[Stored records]
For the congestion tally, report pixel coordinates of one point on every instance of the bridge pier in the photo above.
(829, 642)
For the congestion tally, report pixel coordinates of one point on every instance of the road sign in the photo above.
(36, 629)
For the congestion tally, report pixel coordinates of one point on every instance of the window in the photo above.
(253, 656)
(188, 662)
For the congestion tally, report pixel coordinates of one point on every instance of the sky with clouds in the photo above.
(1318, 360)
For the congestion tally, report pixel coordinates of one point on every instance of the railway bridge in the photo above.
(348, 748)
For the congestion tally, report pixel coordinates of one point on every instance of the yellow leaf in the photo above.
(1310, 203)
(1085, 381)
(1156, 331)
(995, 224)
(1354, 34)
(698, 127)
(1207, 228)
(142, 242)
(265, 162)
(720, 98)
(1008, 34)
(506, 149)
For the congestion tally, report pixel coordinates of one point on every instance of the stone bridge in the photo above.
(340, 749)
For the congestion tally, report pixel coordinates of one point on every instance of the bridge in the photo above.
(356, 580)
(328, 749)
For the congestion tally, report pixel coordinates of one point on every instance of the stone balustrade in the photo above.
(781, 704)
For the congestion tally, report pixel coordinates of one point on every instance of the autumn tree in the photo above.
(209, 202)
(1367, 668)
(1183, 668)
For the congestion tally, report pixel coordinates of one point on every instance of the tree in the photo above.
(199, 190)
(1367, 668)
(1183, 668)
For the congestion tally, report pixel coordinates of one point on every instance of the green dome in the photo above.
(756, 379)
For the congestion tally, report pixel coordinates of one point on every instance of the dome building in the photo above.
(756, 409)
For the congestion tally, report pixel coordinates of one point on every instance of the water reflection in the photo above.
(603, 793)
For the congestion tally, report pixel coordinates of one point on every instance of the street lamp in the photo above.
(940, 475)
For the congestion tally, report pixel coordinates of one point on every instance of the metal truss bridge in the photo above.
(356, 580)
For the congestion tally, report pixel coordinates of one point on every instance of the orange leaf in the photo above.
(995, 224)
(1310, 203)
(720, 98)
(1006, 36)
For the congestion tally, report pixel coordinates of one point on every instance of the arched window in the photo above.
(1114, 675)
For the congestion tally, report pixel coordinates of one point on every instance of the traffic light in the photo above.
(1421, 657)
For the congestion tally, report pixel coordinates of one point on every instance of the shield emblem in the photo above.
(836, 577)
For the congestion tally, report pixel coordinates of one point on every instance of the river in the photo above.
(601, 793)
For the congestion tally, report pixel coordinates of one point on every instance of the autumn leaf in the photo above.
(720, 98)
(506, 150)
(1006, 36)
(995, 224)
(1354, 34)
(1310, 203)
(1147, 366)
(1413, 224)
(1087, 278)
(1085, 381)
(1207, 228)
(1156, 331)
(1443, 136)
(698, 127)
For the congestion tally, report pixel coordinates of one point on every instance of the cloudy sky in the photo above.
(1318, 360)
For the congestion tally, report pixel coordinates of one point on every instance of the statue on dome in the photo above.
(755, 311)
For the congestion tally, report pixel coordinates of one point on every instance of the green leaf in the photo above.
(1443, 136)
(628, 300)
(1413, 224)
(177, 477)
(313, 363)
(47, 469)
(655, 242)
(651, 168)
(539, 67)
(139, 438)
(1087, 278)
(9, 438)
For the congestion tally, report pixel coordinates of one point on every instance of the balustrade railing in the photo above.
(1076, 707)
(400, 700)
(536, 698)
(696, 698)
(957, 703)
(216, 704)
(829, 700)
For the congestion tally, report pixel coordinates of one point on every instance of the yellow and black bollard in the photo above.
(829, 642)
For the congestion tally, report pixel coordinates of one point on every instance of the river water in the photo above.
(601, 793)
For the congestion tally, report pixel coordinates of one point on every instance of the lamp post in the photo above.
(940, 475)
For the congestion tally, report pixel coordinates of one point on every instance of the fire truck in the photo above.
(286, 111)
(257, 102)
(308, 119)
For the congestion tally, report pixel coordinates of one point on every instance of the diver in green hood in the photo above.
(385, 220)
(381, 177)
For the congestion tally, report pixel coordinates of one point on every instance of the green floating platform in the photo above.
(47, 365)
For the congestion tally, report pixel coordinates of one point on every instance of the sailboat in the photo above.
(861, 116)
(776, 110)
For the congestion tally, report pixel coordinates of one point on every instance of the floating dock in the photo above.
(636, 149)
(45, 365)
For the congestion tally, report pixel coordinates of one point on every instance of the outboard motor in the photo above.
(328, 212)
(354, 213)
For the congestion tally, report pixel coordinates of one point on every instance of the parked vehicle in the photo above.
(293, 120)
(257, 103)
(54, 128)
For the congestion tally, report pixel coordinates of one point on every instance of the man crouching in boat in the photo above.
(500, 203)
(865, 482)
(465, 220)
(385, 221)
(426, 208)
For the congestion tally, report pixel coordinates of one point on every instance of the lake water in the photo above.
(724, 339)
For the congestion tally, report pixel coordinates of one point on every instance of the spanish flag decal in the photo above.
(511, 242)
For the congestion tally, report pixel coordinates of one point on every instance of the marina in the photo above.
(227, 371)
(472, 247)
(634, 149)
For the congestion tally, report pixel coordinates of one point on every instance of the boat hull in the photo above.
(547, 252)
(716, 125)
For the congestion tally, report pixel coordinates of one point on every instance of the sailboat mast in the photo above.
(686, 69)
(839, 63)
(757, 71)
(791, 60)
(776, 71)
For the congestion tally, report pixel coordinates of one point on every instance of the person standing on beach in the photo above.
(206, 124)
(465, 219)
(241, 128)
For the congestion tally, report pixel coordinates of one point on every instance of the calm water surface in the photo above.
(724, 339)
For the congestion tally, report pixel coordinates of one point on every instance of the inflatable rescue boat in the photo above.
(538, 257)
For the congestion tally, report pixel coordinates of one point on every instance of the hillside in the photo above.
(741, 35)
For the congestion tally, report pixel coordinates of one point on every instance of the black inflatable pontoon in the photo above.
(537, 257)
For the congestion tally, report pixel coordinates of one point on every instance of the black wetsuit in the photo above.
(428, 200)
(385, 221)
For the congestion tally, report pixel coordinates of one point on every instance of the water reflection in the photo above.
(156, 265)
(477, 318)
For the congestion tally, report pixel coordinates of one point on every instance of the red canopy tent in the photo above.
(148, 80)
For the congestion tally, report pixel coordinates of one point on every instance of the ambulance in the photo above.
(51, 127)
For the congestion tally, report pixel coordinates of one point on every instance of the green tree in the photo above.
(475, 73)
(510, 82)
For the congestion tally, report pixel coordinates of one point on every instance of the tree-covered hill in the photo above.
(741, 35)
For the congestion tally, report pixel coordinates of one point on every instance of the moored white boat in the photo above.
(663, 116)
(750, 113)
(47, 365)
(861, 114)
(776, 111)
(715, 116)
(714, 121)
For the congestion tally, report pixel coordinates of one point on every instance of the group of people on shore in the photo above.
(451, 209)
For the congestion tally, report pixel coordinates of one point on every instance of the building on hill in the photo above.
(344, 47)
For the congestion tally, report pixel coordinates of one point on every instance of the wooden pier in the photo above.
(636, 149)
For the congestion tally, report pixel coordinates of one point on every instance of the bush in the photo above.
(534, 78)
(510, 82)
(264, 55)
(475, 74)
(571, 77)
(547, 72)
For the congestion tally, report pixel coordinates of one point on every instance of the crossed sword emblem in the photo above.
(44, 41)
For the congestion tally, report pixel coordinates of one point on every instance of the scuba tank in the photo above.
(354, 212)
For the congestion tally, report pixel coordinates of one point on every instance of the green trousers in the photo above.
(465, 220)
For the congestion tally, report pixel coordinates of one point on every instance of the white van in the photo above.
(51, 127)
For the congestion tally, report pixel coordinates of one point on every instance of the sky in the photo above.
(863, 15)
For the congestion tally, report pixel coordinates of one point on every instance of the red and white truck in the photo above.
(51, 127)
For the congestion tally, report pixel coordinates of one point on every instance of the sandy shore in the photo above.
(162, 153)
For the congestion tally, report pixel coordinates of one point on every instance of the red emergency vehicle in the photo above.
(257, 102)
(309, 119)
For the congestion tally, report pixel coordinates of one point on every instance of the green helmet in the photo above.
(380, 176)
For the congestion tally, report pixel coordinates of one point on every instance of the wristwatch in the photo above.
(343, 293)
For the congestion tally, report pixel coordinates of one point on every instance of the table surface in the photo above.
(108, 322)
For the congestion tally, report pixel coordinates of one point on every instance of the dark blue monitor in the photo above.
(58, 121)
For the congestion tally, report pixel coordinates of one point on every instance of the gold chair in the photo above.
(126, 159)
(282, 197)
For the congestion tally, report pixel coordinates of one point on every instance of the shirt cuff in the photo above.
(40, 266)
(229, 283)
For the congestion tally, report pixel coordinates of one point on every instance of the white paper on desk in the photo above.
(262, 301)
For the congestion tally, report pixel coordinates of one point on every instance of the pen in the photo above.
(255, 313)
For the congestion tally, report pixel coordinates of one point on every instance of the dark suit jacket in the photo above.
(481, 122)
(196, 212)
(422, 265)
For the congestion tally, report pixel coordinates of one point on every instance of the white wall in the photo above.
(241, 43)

◆ TASK TO COMPLETE: In the answer, include exactly the lines from the line containing "the sky in the photo above." through the end of the data, and nothing else.

◆ THE COMPLETED TASK:
For the congestion tally, report pixel coordinates of one point on every instance of the sky in the photo above.
(863, 15)
For the congestion tally, report pixel coordinates of one point on every instance of the red and white truck in the photo above.
(51, 127)
For the congestion tally, report pixel coordinates of one point on every instance of the sandy shore in the photo above.
(162, 153)
For the congestion tally, report pixel coordinates of one point on every instance of the red emergency vehicle in the photo above.
(257, 102)
(309, 119)
For the congestion tally, report pixel coordinates of one point on every instance of the green helmet in the photo above.
(380, 176)
For the congestion tally, report pixel coordinates of one point on every instance of the wristwatch in the photo above.
(343, 293)
For the congestion tally, report pixel coordinates of one point on every instance of the table surface in the photo above.
(108, 322)
For the congestion tally, report pixel coordinates of one point on every instance of the dark blue monitor in the photo above.
(58, 121)
For the congestion tally, report pixel coordinates of one point on every instance of the gold chair in the photo above.
(126, 159)
(282, 197)
For the congestion tally, report pixel coordinates of one point on every instance of the shirt cuff in the photo above.
(40, 266)
(229, 283)
For the congestion tally, report pixel coordinates of one point on every instance of the white paper on desk in the photo above.
(262, 301)
For the congestion tally, report pixel coordinates of one point on every instance of the pen in the photo above.
(255, 313)
For the congestion tally, report pixel coordinates of one point on every instance of the dark suit jacket in the photo above.
(481, 122)
(196, 212)
(422, 265)
For the congestion tally, report pixel coordinates of one point on every instance of the white wall in the photo above.
(241, 43)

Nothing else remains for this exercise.